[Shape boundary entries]
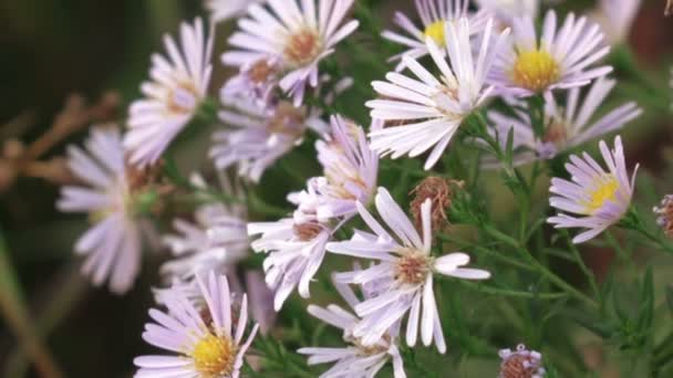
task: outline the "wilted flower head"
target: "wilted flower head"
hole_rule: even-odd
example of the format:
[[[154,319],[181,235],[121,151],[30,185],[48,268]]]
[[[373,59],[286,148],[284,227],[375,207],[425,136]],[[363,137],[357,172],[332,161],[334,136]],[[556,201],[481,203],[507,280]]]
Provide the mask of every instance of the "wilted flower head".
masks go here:
[[[473,25],[466,18],[445,23],[446,43],[438,46],[426,38],[427,49],[441,72],[436,77],[416,60],[404,56],[403,61],[417,78],[391,72],[389,82],[374,82],[374,90],[384,99],[366,103],[372,108],[372,118],[400,123],[370,133],[371,148],[381,156],[393,159],[404,155],[420,156],[432,149],[425,162],[431,169],[442,157],[463,119],[479,107],[490,95],[493,87],[486,86],[498,45],[507,35],[491,35],[489,21],[482,35],[478,56],[473,56],[470,38]],[[448,52],[446,61],[444,49]]]
[[[85,146],[86,151],[69,147],[68,166],[82,186],[63,187],[58,207],[89,213],[93,227],[75,244],[75,252],[86,256],[82,271],[95,285],[110,281],[110,288],[122,294],[133,286],[141,269],[139,216],[155,197],[132,187],[132,169],[127,170],[122,136],[114,125],[93,128]]]
[[[414,197],[410,203],[410,210],[413,216],[416,230],[423,229],[423,213],[421,209],[423,203],[425,203],[425,200],[428,199],[432,202],[432,229],[435,231],[442,231],[448,227],[446,209],[451,208],[451,202],[454,196],[452,183],[454,182],[447,179],[429,176],[423,179],[423,181],[421,181],[421,183],[418,183],[414,190],[412,190],[411,195]],[[455,183],[462,186],[462,182]]]
[[[600,149],[608,170],[587,153],[581,158],[573,155],[570,157],[571,162],[566,165],[566,169],[572,175],[572,181],[553,178],[549,188],[549,191],[556,195],[549,199],[553,208],[580,217],[561,212],[549,218],[549,223],[559,229],[587,229],[572,240],[576,244],[596,238],[619,222],[631,206],[638,166],[630,178],[622,139],[619,136],[614,139],[613,150],[602,140]]]
[[[490,75],[493,83],[512,95],[527,96],[583,86],[612,71],[610,66],[590,69],[610,52],[600,44],[603,34],[599,25],[570,13],[557,29],[553,10],[547,12],[540,36],[530,15],[516,19],[511,44],[501,52]]]
[[[560,153],[619,130],[642,114],[642,109],[634,102],[629,102],[596,119],[594,114],[615,84],[614,80],[601,77],[584,95],[581,95],[581,88],[571,88],[562,101],[565,105],[557,102],[551,94],[546,96],[546,128],[541,137],[536,135],[529,113],[521,108],[515,108],[516,117],[489,112],[488,118],[493,125],[490,133],[499,138],[505,148],[509,132],[512,132],[515,165],[555,158]],[[512,103],[526,106],[521,102]]]
[[[395,23],[402,28],[403,33],[386,30],[382,36],[404,45],[403,53],[391,57],[391,61],[401,61],[404,56],[421,59],[429,53],[425,40],[431,38],[439,46],[446,44],[446,24],[455,23],[462,18],[468,18],[472,28],[469,32],[475,35],[484,30],[487,13],[468,11],[468,0],[416,0],[416,11],[421,18],[421,25],[416,25],[406,14],[395,12]],[[405,35],[406,34],[406,35]],[[404,61],[400,62],[396,71],[405,67]]]
[[[376,210],[392,234],[359,203],[360,217],[374,232],[355,230],[350,241],[332,242],[328,250],[354,258],[376,260],[377,264],[362,271],[340,273],[340,282],[375,285],[377,296],[354,306],[362,322],[353,328],[353,336],[364,346],[375,345],[389,329],[408,314],[406,343],[414,346],[421,329],[423,344],[435,344],[446,351],[442,323],[434,294],[434,276],[442,274],[466,280],[486,280],[490,273],[463,267],[469,263],[465,253],[431,255],[432,201],[422,206],[422,234],[384,188],[379,188]]]
[[[333,281],[336,291],[351,308],[361,303],[349,285]],[[363,292],[365,300],[369,300],[371,295],[367,294],[370,293]],[[320,378],[374,377],[390,360],[393,364],[394,377],[406,377],[404,363],[396,345],[396,333],[389,332],[374,345],[364,346],[353,335],[353,327],[360,322],[360,318],[350,311],[334,304],[327,308],[310,305],[309,313],[331,326],[343,329],[343,340],[349,344],[342,348],[301,348],[298,350],[302,355],[310,356],[309,365],[335,361],[334,366],[323,372]]]
[[[519,344],[516,350],[501,349],[498,355],[503,358],[498,378],[543,378],[542,355],[526,349]]]
[[[164,294],[168,312],[151,309],[154,323],[145,325],[143,339],[173,351],[172,356],[142,356],[134,360],[135,377],[238,378],[244,356],[257,334],[255,325],[244,340],[248,324],[248,300],[244,294],[238,317],[232,316],[232,298],[227,279],[210,272],[197,276],[200,303],[195,305],[175,288]]]
[[[341,25],[354,0],[269,0],[268,8],[252,4],[239,21],[240,31],[229,44],[240,50],[227,52],[228,65],[252,65],[261,59],[282,62],[280,87],[301,105],[307,85],[319,84],[318,65],[334,46],[358,29],[351,20]]]
[[[183,23],[182,49],[165,35],[168,57],[152,55],[152,82],[142,85],[146,98],[134,102],[128,109],[124,147],[133,165],[155,164],[194,117],[213,72],[213,31],[209,34],[206,38],[201,19],[194,24]]]

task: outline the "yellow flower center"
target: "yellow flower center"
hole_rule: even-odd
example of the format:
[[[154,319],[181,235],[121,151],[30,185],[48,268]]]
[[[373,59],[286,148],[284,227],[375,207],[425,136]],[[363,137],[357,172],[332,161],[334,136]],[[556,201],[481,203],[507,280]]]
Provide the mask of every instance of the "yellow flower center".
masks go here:
[[[219,378],[234,371],[237,348],[226,336],[208,333],[191,350],[194,367],[201,378]]]
[[[594,187],[587,192],[589,200],[581,203],[586,209],[584,211],[588,214],[593,214],[597,210],[602,208],[607,201],[615,201],[618,189],[619,181],[614,175],[605,175],[597,179]]]
[[[288,38],[283,54],[293,66],[311,63],[322,50],[322,42],[318,32],[304,29]]]
[[[559,78],[559,65],[547,51],[526,51],[519,53],[511,76],[516,85],[541,92]]]
[[[443,45],[444,43],[446,43],[446,39],[444,36],[445,25],[446,21],[444,20],[435,21],[427,25],[427,28],[425,28],[424,34],[425,36],[432,38],[438,45]]]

Written task: Copy out every line of the records above that contains the string "instance". Treat uppercase and lowercase letters as distinct.

Response to this exercise:
Provide the mask of every instance of the "wilted flower head".
Provide the mask of every instance of the "yellow flower center".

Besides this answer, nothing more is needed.